- [What is required]: Every line of the entries with the word "Look" in it should be shown.
Records below:
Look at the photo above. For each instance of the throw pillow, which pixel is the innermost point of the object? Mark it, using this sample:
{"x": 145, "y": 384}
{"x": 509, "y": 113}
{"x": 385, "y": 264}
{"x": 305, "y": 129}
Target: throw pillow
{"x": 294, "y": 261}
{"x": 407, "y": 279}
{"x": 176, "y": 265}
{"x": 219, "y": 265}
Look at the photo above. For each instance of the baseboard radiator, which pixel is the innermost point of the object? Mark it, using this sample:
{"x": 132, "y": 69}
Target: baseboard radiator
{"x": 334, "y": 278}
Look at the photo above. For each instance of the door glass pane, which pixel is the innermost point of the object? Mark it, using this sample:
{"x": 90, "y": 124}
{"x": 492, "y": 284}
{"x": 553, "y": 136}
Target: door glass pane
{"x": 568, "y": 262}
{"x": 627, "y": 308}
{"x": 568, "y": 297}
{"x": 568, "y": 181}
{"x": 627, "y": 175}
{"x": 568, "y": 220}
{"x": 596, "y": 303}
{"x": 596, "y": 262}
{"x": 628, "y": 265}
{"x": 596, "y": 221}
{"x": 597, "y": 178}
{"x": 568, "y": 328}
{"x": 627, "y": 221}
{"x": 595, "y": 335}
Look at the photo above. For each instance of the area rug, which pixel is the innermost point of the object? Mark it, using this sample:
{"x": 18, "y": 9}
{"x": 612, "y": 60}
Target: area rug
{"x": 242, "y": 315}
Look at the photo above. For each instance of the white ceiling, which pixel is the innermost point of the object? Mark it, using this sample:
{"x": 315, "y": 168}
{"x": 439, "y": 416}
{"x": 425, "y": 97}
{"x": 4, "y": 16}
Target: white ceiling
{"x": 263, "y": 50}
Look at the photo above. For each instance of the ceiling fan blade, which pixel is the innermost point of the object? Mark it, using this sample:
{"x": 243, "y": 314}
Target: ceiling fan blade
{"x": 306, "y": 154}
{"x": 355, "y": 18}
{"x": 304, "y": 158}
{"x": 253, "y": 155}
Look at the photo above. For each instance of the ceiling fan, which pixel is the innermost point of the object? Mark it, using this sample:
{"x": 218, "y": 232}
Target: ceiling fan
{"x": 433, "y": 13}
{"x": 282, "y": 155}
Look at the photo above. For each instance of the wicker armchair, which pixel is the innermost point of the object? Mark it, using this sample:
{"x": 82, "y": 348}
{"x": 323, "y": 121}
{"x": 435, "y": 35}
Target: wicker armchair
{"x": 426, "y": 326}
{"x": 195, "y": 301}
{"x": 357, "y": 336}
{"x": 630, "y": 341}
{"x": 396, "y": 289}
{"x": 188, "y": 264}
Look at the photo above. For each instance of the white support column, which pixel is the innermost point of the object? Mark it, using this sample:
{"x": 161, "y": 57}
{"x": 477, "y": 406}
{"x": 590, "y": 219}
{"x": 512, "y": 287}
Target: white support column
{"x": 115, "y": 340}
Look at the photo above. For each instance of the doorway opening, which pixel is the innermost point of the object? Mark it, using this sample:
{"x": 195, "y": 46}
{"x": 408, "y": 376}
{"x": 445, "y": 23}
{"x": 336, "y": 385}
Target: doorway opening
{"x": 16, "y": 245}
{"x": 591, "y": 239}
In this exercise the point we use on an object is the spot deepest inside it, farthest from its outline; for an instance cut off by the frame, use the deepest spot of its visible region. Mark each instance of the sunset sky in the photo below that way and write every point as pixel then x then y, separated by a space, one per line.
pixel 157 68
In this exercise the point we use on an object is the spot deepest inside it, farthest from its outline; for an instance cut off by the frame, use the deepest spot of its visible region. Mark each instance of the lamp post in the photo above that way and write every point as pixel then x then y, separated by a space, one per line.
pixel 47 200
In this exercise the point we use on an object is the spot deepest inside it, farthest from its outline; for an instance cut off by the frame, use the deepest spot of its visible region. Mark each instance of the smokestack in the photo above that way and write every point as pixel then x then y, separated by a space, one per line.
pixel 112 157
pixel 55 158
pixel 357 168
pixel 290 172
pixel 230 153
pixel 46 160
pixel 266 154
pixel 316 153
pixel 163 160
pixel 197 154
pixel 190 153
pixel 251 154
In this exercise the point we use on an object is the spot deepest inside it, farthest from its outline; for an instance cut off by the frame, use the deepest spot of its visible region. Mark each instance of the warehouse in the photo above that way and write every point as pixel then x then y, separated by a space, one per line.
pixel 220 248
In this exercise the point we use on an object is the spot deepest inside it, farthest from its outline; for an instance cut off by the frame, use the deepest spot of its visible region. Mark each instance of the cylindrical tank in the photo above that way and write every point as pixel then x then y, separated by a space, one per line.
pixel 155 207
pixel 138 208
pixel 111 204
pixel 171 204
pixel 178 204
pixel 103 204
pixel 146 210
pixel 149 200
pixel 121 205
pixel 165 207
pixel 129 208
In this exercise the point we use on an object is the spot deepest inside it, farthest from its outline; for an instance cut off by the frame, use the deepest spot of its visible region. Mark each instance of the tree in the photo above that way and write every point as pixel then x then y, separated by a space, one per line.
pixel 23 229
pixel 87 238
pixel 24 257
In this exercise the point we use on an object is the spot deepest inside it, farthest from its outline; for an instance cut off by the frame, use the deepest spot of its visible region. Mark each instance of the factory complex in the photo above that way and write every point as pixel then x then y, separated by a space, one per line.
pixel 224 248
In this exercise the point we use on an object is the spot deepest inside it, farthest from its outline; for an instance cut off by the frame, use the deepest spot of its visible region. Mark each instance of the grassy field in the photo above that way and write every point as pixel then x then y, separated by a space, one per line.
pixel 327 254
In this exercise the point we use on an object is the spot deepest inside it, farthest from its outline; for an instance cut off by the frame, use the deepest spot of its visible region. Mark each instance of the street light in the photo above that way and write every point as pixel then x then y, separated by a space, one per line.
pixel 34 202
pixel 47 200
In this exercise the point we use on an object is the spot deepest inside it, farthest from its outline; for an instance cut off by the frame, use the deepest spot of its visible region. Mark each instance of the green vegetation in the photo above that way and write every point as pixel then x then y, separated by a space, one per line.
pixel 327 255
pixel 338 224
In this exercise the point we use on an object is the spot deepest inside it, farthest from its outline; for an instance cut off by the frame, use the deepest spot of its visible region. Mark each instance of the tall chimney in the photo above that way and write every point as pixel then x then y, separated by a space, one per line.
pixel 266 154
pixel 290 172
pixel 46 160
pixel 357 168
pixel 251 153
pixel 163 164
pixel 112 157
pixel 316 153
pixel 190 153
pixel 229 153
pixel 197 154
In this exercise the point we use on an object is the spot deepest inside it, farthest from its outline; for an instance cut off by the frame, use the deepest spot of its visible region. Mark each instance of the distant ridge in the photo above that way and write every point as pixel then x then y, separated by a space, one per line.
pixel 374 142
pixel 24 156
End of Records.
- [Task response]:
Look at the photo above. For each instance of the throw pillow, which pixel is the innermost point of the object? Mark it, using this sample:
Look at the photo above. For each instance of the baseboard radiator, which pixel is the innermost point of the object? Mark it, using this sample:
Look at the photo above. For each instance of the door glass pane, which pixel is the innermost point of the object? Mark it, using this sample:
Look at the photo above. For each instance of the area rug, which pixel is the innermost point of the object? Mark it, using this sample:
Look at the photo above. For each instance of the white ceiling, which pixel is the innermost point of the object? Mark it, using this sample:
Look at the photo above. For each instance of the ceiling fan blade, which pixel is the innermost point of the object? Mark it, using this sample:
Look at the photo above. For each instance of the ceiling fan, which pixel is the innermost point of the object? Mark it, using this sample:
Look at the photo above. For each instance of the wicker armchair, which pixel is the innermost point of the object? Mark it, using this sample:
Look at the photo above. For each instance of the white support column, which pixel is the innermost point of the object? Mark it, using this sample:
Look at the photo above. For each instance of the doorway opening, which pixel is the innermost point of the object? Mark it, using this sample:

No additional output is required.